## [SOURCE TEXT]
Prices and demand from China had been strong for some time, but harvest rates were also high from the surge in plantings in the 1990s.
Then came the northern summer when Chinese building activity falls off because it’s too hot, and suddenly logs weren’t leaving the ports, she said.
Kilsby says the trading mentality in China seemed to be “if my fellow trader is buying then I should buy”, with less sense of the big picture, giving rise to periods of oversupply and sharp corrections.
But prices now seem to have stabilised. “We may see some gradual recovery but it’s going to take a little while,” she said.
Kilsby was speaking at the recent New Zealand Institute of Primary Industry Management (NZIPIM) annual conference in Christchurch.
Speaking a couple of days before the Reserve Bank cut the official cash rate in early August, Kilsby said everyone was expecting a cut, but the question was how many more cuts will follow.
The economy was “chugging along” but not booming, she said.
“We at ANZ have a slightly differing view to the Reserve Bank as to how quickly our economy will pick up. We think the path is going to bee a little bit longer.”
Kilsby referred to the slowdown in economic growth in a lot of our trading partners, particularly in Europe. Germany is “chugging along” just above recession levels, while the UK was “not too flash” with the uncertainty of Brexit”. But Asian markets are still growing rapidly and NZ is well aligned to some of those markets.
A rapid lift in nearly all export products to China -- most markedly beef, lamb and mutton -- is driven by their shortage of protein due to the Asian swine flu epidemic.
Kilsby says many beef restaurants are opening in China, citing her own recent experience at a restaurant offering tail, neck and belly rather than the usual recognised premium cuts.
“The way they cook it all tastes amazingly good anyway. I think we may have [been served] tail because it came out with a lot of bone and not much meat.”

## [WORK INSTRUCTION 1]
List every country named in the text on New Zealand exports and the economy, in the order each first appears.
## [WORK INSTRUCTION 2]
Continue the text on New Zealand exports and the economy, starting after its final quoted sentence about being served tail.
The rows that come next have nothing to do with the text above.

## [EXTRACTED MATERIAL]
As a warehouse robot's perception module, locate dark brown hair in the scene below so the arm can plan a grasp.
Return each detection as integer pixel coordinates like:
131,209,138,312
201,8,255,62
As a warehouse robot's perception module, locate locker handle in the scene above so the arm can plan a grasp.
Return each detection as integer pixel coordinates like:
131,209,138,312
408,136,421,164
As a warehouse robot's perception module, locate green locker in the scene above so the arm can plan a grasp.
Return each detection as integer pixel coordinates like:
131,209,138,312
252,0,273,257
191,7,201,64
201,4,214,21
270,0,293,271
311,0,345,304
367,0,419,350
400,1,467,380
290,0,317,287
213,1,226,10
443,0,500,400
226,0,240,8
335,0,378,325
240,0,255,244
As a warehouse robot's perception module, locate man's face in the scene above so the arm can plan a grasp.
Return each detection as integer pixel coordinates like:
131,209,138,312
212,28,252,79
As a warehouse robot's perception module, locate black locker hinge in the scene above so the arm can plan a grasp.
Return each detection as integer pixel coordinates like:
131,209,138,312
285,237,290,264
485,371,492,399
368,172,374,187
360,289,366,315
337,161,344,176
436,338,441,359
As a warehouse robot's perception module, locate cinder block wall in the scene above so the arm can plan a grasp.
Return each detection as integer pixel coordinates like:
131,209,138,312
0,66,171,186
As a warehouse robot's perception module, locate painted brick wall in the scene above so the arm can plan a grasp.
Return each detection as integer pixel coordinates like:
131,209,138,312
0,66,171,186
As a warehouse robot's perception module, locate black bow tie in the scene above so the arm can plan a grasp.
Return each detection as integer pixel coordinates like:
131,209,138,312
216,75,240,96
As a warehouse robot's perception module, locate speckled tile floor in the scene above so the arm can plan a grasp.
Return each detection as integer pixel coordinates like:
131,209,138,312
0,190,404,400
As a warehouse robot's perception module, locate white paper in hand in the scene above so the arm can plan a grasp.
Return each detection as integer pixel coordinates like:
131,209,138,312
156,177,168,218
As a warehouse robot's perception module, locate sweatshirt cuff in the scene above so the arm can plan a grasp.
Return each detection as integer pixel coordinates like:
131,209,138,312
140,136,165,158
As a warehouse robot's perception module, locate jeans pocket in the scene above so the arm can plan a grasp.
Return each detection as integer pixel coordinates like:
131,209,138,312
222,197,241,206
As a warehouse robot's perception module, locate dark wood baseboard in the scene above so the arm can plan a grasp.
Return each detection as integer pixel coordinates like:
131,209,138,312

## [TASK OUTPUT 1]
China, New Zealand, Germany, the UK

## [TASK OUTPUT 2]
She says that China’s valuing of cuts which other markets do not value is a welcome trend at a critical time: NZ has been relying on selling into the US hamburger pattie market where consumers may now be just as happy to buy product made from other protein or grown in a lab.
The lamb market is also performing strongly, again partly due to the price for the poorer cuts, driven by strong demand from China.
“If you can get $150 for your cull ewe that’s quite different from where things were a few years back.”
Kilsby says ANZ is also “reasonably bullish” on dairy, largely because the world’s milk production is not huge.
US production is growing about 0.5% and Europe would be lucky if it were growing by 1%. Australia, Argentina and Uruguay are all going backwards.
ANZ’s milk price forecast is $7.10/kgMS.
“So we are a bit more bullish than Fonterra’s midpoint but are certainly within that range,” said Kilsby.
(Fonterra’s opening 2019-20 forecast farmgate milk price range is $6.25-$7.25/kgMS.)
Give us ethical food
Meanwhile, Kilsby says the big coming trend is the demand by consumers that food and other products be ethically produced.
She says millennials often buy second-hand clothes rather than new if new don’t fit their values.
Kilsby believes farmers will have to communicate what they’re doing on farm via data now collected by, say, processors’ farm assurance programmes and farm environment plans. This data is, and will be, linked through the supply chain to tell consumers about product origins.
“This is where we are going to see value-add,” she says. “We’re going have to accept that different farmers will be paid different prices for their products based on how well they do some of these things.
“What we do on farm is going to become the new value-add, but it will have to be supported with data and with stories that resound with people, and [so motivate people] to pay more for product and feel good about what they’re consuming.”